What is needed
Exactly as given, write out the lines from the one containing "Place a marker on the white shop" through the end of the listing, with both ends included and nothing else.

Input
§ §

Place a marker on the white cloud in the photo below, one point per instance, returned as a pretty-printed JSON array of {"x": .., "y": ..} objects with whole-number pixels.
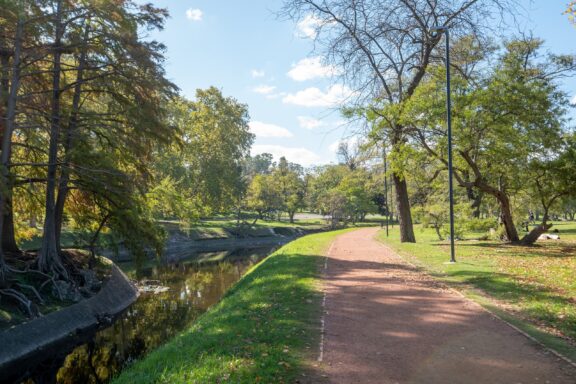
[
  {"x": 264, "y": 89},
  {"x": 307, "y": 27},
  {"x": 261, "y": 129},
  {"x": 309, "y": 122},
  {"x": 257, "y": 73},
  {"x": 311, "y": 68},
  {"x": 298, "y": 155},
  {"x": 194, "y": 14},
  {"x": 314, "y": 97},
  {"x": 352, "y": 142}
]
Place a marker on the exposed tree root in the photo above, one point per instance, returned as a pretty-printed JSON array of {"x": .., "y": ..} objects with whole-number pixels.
[
  {"x": 29, "y": 306},
  {"x": 33, "y": 290}
]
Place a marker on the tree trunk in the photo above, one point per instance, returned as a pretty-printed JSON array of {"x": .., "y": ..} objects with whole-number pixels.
[
  {"x": 535, "y": 233},
  {"x": 6, "y": 213},
  {"x": 403, "y": 210},
  {"x": 506, "y": 215},
  {"x": 9, "y": 243},
  {"x": 68, "y": 145},
  {"x": 437, "y": 228},
  {"x": 49, "y": 259}
]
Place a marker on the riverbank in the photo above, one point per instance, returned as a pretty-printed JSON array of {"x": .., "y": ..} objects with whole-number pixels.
[
  {"x": 532, "y": 288},
  {"x": 262, "y": 331}
]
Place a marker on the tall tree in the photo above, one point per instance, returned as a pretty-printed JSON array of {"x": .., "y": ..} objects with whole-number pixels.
[
  {"x": 504, "y": 118},
  {"x": 383, "y": 49}
]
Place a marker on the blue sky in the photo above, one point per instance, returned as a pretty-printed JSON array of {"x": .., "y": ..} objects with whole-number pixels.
[{"x": 242, "y": 48}]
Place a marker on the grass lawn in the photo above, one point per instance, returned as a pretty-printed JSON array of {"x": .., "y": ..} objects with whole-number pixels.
[
  {"x": 533, "y": 288},
  {"x": 261, "y": 332}
]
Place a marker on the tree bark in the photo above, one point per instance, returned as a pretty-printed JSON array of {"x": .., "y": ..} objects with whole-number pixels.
[
  {"x": 403, "y": 210},
  {"x": 6, "y": 217},
  {"x": 49, "y": 259},
  {"x": 506, "y": 215},
  {"x": 68, "y": 145},
  {"x": 535, "y": 233}
]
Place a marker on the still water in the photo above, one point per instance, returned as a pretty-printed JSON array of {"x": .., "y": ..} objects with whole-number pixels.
[{"x": 155, "y": 318}]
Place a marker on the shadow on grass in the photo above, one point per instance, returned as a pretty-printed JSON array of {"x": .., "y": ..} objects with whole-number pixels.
[{"x": 257, "y": 333}]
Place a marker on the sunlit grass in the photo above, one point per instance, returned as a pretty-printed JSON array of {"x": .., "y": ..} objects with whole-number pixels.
[
  {"x": 261, "y": 332},
  {"x": 536, "y": 286}
]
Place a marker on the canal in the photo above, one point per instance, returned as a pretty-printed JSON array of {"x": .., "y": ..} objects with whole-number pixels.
[{"x": 175, "y": 295}]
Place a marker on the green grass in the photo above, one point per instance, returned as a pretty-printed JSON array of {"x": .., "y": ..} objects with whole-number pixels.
[
  {"x": 533, "y": 288},
  {"x": 261, "y": 332}
]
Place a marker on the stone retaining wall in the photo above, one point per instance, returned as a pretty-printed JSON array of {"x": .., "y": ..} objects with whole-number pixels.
[{"x": 29, "y": 344}]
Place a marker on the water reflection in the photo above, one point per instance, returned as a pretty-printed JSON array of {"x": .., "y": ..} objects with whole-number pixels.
[{"x": 155, "y": 318}]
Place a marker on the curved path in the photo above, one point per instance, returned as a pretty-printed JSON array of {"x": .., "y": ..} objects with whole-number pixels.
[{"x": 385, "y": 322}]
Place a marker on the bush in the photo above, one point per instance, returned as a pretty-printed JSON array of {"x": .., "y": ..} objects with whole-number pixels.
[{"x": 480, "y": 225}]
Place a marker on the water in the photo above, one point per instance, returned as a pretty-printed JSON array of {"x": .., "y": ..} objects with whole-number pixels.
[{"x": 155, "y": 318}]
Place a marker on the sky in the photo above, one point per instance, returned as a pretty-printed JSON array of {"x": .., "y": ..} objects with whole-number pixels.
[{"x": 245, "y": 50}]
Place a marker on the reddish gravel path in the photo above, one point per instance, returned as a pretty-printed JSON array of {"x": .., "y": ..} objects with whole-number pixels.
[{"x": 385, "y": 323}]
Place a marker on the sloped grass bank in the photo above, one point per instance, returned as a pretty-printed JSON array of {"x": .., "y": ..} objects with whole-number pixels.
[
  {"x": 532, "y": 288},
  {"x": 261, "y": 332}
]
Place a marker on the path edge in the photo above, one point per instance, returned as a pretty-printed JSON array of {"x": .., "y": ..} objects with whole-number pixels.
[{"x": 525, "y": 334}]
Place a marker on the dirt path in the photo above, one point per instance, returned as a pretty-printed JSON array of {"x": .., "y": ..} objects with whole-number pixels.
[{"x": 385, "y": 323}]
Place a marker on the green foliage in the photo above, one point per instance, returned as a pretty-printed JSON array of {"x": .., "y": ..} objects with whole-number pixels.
[
  {"x": 481, "y": 225},
  {"x": 201, "y": 172},
  {"x": 531, "y": 287}
]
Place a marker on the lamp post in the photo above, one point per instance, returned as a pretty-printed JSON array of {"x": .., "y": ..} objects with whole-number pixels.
[{"x": 445, "y": 30}]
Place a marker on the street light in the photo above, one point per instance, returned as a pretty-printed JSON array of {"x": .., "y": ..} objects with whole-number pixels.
[{"x": 445, "y": 30}]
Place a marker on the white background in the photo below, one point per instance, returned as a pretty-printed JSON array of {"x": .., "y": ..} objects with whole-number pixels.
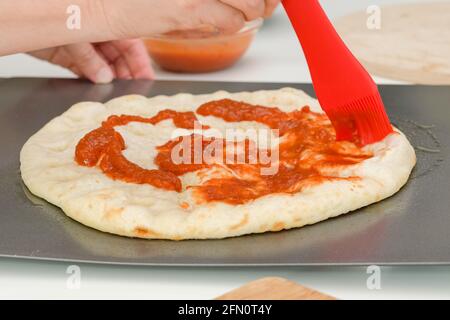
[{"x": 275, "y": 57}]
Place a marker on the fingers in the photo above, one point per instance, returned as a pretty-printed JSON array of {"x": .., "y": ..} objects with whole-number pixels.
[
  {"x": 87, "y": 61},
  {"x": 224, "y": 17},
  {"x": 252, "y": 9},
  {"x": 129, "y": 58}
]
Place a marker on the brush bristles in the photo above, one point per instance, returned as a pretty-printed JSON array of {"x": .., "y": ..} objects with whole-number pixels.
[{"x": 367, "y": 115}]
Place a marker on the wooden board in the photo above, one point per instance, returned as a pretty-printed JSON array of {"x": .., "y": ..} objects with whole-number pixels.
[
  {"x": 412, "y": 43},
  {"x": 274, "y": 289}
]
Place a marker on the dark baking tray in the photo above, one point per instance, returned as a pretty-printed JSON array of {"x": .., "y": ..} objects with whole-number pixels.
[{"x": 412, "y": 227}]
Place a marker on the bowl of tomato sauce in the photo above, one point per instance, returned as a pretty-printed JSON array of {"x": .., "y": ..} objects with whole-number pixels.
[{"x": 201, "y": 50}]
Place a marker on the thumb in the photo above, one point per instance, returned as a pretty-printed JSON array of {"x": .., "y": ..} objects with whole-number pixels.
[{"x": 90, "y": 63}]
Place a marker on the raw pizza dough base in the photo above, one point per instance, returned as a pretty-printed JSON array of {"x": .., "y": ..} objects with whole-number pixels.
[{"x": 90, "y": 197}]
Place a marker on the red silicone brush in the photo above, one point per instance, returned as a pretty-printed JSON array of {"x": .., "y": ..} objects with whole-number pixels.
[{"x": 344, "y": 88}]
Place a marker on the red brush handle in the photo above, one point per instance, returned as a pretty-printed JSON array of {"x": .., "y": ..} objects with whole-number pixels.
[{"x": 330, "y": 62}]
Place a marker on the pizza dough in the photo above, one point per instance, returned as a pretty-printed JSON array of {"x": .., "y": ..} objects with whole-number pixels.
[{"x": 87, "y": 195}]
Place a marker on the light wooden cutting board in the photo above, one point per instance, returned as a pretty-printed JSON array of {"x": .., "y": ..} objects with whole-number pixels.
[
  {"x": 274, "y": 288},
  {"x": 412, "y": 43}
]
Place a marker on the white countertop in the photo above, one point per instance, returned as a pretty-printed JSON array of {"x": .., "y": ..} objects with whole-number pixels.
[{"x": 274, "y": 57}]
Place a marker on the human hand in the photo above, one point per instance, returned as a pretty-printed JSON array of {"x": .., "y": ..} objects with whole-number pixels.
[
  {"x": 102, "y": 62},
  {"x": 138, "y": 18}
]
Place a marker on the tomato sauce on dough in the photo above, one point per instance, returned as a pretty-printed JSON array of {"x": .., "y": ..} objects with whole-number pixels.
[{"x": 308, "y": 150}]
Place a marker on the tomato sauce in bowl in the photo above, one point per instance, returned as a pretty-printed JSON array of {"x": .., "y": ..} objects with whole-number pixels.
[{"x": 202, "y": 50}]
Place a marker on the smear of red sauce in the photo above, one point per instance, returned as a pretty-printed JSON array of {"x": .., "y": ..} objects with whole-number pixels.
[{"x": 307, "y": 149}]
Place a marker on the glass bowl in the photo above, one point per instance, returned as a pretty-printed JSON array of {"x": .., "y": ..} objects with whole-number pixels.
[{"x": 201, "y": 50}]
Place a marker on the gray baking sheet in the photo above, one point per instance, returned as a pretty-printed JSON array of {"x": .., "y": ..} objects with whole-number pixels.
[{"x": 412, "y": 227}]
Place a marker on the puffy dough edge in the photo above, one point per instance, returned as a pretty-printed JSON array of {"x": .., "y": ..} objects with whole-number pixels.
[{"x": 381, "y": 178}]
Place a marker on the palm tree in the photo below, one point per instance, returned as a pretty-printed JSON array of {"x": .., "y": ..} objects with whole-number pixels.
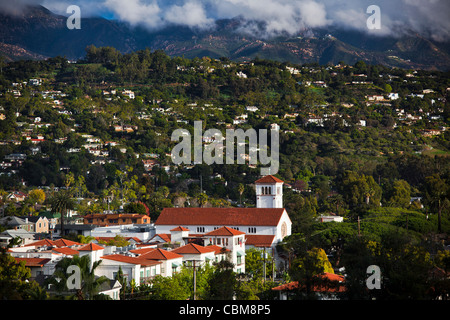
[
  {"x": 202, "y": 199},
  {"x": 369, "y": 193},
  {"x": 62, "y": 202},
  {"x": 241, "y": 191},
  {"x": 90, "y": 284}
]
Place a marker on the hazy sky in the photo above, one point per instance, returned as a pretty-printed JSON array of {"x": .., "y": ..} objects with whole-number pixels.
[{"x": 429, "y": 17}]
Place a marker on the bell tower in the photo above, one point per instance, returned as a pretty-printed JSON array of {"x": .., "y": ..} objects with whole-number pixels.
[{"x": 269, "y": 192}]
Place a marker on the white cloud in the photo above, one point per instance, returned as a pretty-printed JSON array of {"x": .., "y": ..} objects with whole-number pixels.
[
  {"x": 191, "y": 14},
  {"x": 276, "y": 16}
]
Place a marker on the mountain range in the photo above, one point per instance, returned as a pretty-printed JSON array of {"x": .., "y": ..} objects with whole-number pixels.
[{"x": 38, "y": 33}]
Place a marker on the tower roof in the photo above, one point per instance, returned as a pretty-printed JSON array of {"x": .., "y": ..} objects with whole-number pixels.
[
  {"x": 269, "y": 179},
  {"x": 220, "y": 216}
]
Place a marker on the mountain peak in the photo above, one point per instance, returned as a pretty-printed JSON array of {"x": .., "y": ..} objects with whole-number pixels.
[{"x": 40, "y": 32}]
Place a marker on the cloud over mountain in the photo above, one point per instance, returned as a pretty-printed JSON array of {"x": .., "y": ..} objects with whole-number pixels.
[{"x": 266, "y": 17}]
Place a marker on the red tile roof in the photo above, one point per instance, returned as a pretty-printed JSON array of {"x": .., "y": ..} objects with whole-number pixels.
[
  {"x": 180, "y": 228},
  {"x": 332, "y": 283},
  {"x": 259, "y": 240},
  {"x": 164, "y": 236},
  {"x": 142, "y": 251},
  {"x": 132, "y": 260},
  {"x": 41, "y": 243},
  {"x": 224, "y": 231},
  {"x": 220, "y": 216},
  {"x": 91, "y": 247},
  {"x": 66, "y": 251},
  {"x": 66, "y": 243},
  {"x": 33, "y": 262},
  {"x": 160, "y": 254},
  {"x": 269, "y": 179},
  {"x": 193, "y": 248}
]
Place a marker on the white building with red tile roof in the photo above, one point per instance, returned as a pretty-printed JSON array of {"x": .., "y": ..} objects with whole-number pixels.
[{"x": 264, "y": 226}]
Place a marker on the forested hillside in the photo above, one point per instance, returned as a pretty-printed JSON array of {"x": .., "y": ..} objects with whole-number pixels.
[{"x": 365, "y": 142}]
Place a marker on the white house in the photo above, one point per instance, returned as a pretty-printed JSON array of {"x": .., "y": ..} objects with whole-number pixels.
[
  {"x": 171, "y": 262},
  {"x": 201, "y": 254},
  {"x": 232, "y": 240},
  {"x": 264, "y": 226},
  {"x": 134, "y": 268}
]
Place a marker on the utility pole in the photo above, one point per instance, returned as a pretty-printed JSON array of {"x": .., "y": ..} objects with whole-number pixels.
[
  {"x": 264, "y": 265},
  {"x": 359, "y": 227},
  {"x": 194, "y": 267},
  {"x": 195, "y": 282}
]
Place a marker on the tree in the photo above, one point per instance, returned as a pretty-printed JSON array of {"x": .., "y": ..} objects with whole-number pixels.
[
  {"x": 241, "y": 191},
  {"x": 254, "y": 263},
  {"x": 15, "y": 283},
  {"x": 202, "y": 199},
  {"x": 62, "y": 202},
  {"x": 305, "y": 269},
  {"x": 400, "y": 195},
  {"x": 90, "y": 283},
  {"x": 36, "y": 196},
  {"x": 436, "y": 193},
  {"x": 168, "y": 288},
  {"x": 222, "y": 283}
]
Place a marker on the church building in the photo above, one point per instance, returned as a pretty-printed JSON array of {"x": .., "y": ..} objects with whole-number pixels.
[{"x": 263, "y": 226}]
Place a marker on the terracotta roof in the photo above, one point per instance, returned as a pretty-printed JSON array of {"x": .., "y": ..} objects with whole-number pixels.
[
  {"x": 66, "y": 243},
  {"x": 136, "y": 239},
  {"x": 41, "y": 243},
  {"x": 224, "y": 231},
  {"x": 91, "y": 247},
  {"x": 142, "y": 251},
  {"x": 33, "y": 262},
  {"x": 192, "y": 248},
  {"x": 220, "y": 216},
  {"x": 259, "y": 240},
  {"x": 164, "y": 236},
  {"x": 160, "y": 254},
  {"x": 218, "y": 249},
  {"x": 66, "y": 251},
  {"x": 332, "y": 283},
  {"x": 269, "y": 179},
  {"x": 180, "y": 228},
  {"x": 131, "y": 260}
]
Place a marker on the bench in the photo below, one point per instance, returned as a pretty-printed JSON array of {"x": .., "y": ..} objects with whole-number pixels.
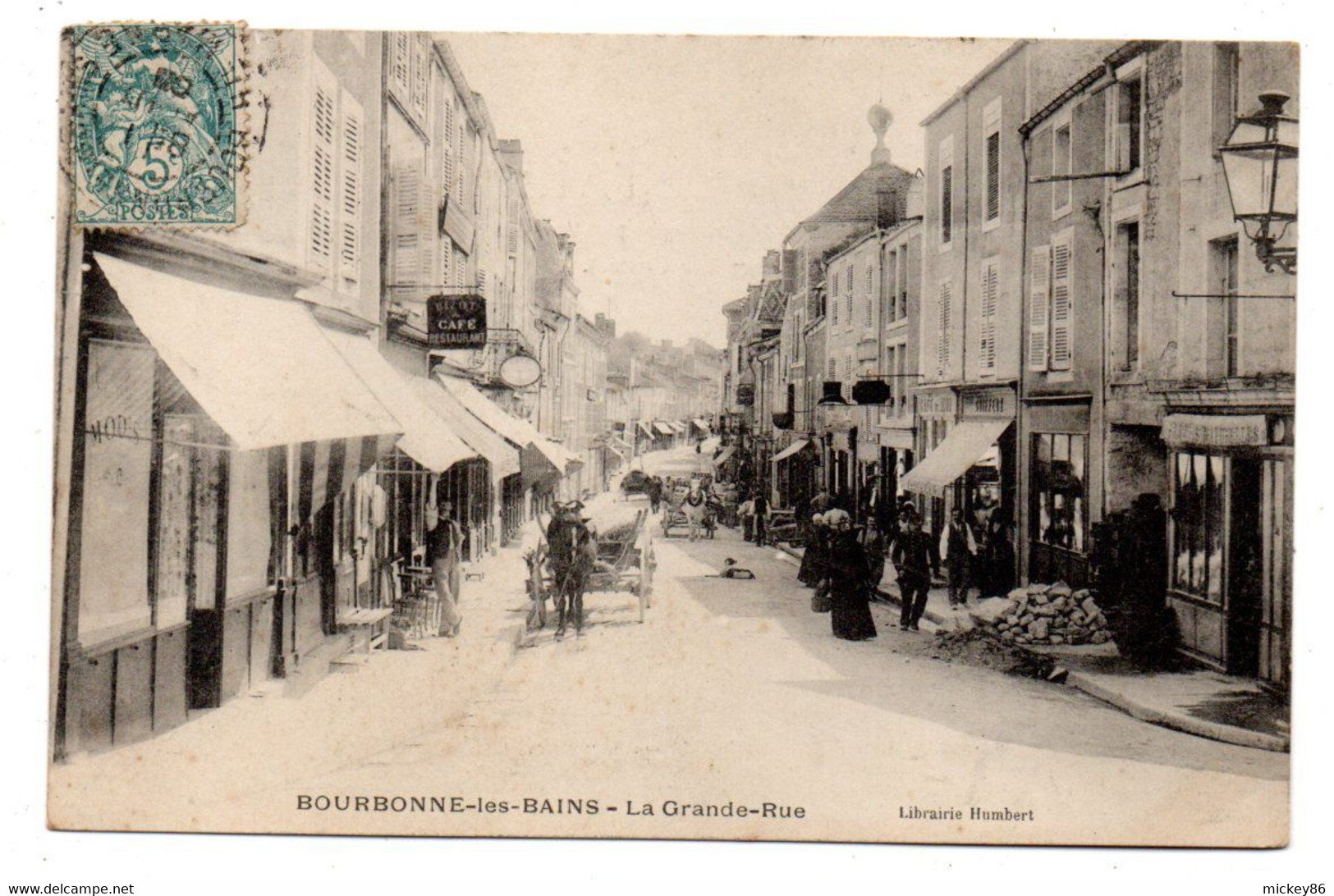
[{"x": 369, "y": 622}]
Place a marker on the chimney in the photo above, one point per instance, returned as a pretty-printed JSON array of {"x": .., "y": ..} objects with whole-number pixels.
[
  {"x": 511, "y": 153},
  {"x": 885, "y": 211}
]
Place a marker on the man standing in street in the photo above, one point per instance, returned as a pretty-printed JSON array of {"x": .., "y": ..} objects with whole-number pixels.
[
  {"x": 443, "y": 546},
  {"x": 761, "y": 510},
  {"x": 958, "y": 548},
  {"x": 911, "y": 559}
]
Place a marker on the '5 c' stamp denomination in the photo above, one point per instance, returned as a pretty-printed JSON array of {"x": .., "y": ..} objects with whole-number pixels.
[{"x": 155, "y": 124}]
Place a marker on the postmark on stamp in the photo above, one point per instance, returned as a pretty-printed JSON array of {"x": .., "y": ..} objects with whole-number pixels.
[{"x": 155, "y": 126}]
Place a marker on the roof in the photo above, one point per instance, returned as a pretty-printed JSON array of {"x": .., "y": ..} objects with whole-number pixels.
[
  {"x": 977, "y": 79},
  {"x": 1122, "y": 53},
  {"x": 858, "y": 200}
]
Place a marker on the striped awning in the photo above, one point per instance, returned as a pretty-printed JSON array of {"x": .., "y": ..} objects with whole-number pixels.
[
  {"x": 518, "y": 431},
  {"x": 484, "y": 441},
  {"x": 259, "y": 367},
  {"x": 427, "y": 439}
]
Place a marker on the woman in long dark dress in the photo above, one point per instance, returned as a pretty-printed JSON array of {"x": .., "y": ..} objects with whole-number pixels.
[
  {"x": 849, "y": 574},
  {"x": 813, "y": 559}
]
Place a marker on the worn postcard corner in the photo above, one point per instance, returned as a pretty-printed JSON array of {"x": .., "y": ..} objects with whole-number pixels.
[{"x": 156, "y": 124}]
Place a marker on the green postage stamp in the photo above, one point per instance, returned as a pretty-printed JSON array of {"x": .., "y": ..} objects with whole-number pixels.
[{"x": 155, "y": 124}]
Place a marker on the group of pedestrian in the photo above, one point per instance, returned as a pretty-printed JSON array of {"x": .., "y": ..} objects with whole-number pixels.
[{"x": 847, "y": 565}]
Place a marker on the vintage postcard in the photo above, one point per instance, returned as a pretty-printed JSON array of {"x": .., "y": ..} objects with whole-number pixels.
[{"x": 674, "y": 437}]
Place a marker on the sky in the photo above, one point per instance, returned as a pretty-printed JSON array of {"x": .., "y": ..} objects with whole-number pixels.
[{"x": 676, "y": 163}]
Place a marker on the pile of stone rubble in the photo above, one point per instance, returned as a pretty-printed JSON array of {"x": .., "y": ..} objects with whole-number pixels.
[{"x": 1046, "y": 615}]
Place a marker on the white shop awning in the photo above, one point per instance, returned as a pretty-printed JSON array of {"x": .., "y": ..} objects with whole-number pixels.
[
  {"x": 520, "y": 432},
  {"x": 476, "y": 435},
  {"x": 260, "y": 367},
  {"x": 426, "y": 439},
  {"x": 725, "y": 455},
  {"x": 791, "y": 450},
  {"x": 965, "y": 444}
]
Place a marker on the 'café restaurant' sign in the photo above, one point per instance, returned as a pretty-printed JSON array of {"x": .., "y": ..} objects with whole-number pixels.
[{"x": 456, "y": 322}]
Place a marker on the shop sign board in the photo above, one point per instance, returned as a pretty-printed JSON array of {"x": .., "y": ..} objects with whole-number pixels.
[
  {"x": 988, "y": 403},
  {"x": 1216, "y": 431},
  {"x": 456, "y": 322}
]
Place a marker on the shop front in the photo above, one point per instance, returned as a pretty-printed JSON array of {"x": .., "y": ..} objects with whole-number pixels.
[
  {"x": 1063, "y": 490},
  {"x": 1229, "y": 537},
  {"x": 215, "y": 433},
  {"x": 973, "y": 465},
  {"x": 935, "y": 414}
]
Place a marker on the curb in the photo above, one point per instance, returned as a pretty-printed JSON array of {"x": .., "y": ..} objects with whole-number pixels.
[
  {"x": 1178, "y": 720},
  {"x": 1165, "y": 719}
]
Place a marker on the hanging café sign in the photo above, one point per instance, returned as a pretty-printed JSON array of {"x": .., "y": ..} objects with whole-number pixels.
[{"x": 456, "y": 322}]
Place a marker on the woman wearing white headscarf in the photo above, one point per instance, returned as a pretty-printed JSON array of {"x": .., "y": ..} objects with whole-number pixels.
[
  {"x": 847, "y": 572},
  {"x": 813, "y": 559}
]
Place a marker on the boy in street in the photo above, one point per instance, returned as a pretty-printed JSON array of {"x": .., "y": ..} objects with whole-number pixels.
[
  {"x": 911, "y": 559},
  {"x": 958, "y": 550}
]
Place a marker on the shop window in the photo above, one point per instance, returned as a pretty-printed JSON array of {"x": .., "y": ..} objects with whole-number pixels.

§ §

Exercise output
Place a marker on the white shop awning in the photo above, one point per instance, returned as a pretty-printed JSON array of {"x": .., "y": ..} objects with whole-number pixels.
[
  {"x": 520, "y": 432},
  {"x": 476, "y": 435},
  {"x": 260, "y": 367},
  {"x": 426, "y": 439},
  {"x": 725, "y": 455},
  {"x": 791, "y": 450},
  {"x": 965, "y": 444}
]
Place a marker on the 'café restaurant' sign in the photo above, one point per instance, returned as a pretty-printed JSON array of {"x": .., "y": ..} objects with whole-number pixels.
[{"x": 456, "y": 322}]
Place a marker on the shop sign board in the photo above, one point per instance, returned as a pretty-printed JSON array of {"x": .., "y": ..} objects with whole-number pixels.
[
  {"x": 988, "y": 403},
  {"x": 1216, "y": 431},
  {"x": 456, "y": 322}
]
Place a marker on the shop front in the photo above, one point per instance, returned as a pretty-printed JSON array of {"x": .., "y": ..} objects with whole-number pixels.
[
  {"x": 1063, "y": 490},
  {"x": 1229, "y": 537},
  {"x": 215, "y": 433},
  {"x": 973, "y": 465},
  {"x": 935, "y": 414}
]
Place a marker on the curb in the photo above, one point per instance, returned as a pretty-printed JSON array of {"x": .., "y": ..} objects with whole-number pixels.
[
  {"x": 1178, "y": 720},
  {"x": 1165, "y": 719}
]
Place a marker on the hanging café sign in the photo above, one point per instance, returned as a pretty-printed JSON array of {"x": .., "y": ..} objects with whole-number pixels.
[{"x": 456, "y": 322}]
Place a marker on the woman wearing white headscarf in the photo above, one point per instance, returned as a pretty-printed JSON array of {"x": .., "y": ..} objects with whole-number pixels.
[
  {"x": 847, "y": 572},
  {"x": 813, "y": 559}
]
Place a marker on the boy in street in the photo above, one point per instance, returned as a pretty-printed JSON array of {"x": .., "y": ..} objects with whole-number pixels.
[
  {"x": 911, "y": 559},
  {"x": 958, "y": 550}
]
Place a marker on the shop window in the photo above, one point per instance, returned as a pretty-printed JSON array of {"x": .., "y": ..} objects with whole-number pixels.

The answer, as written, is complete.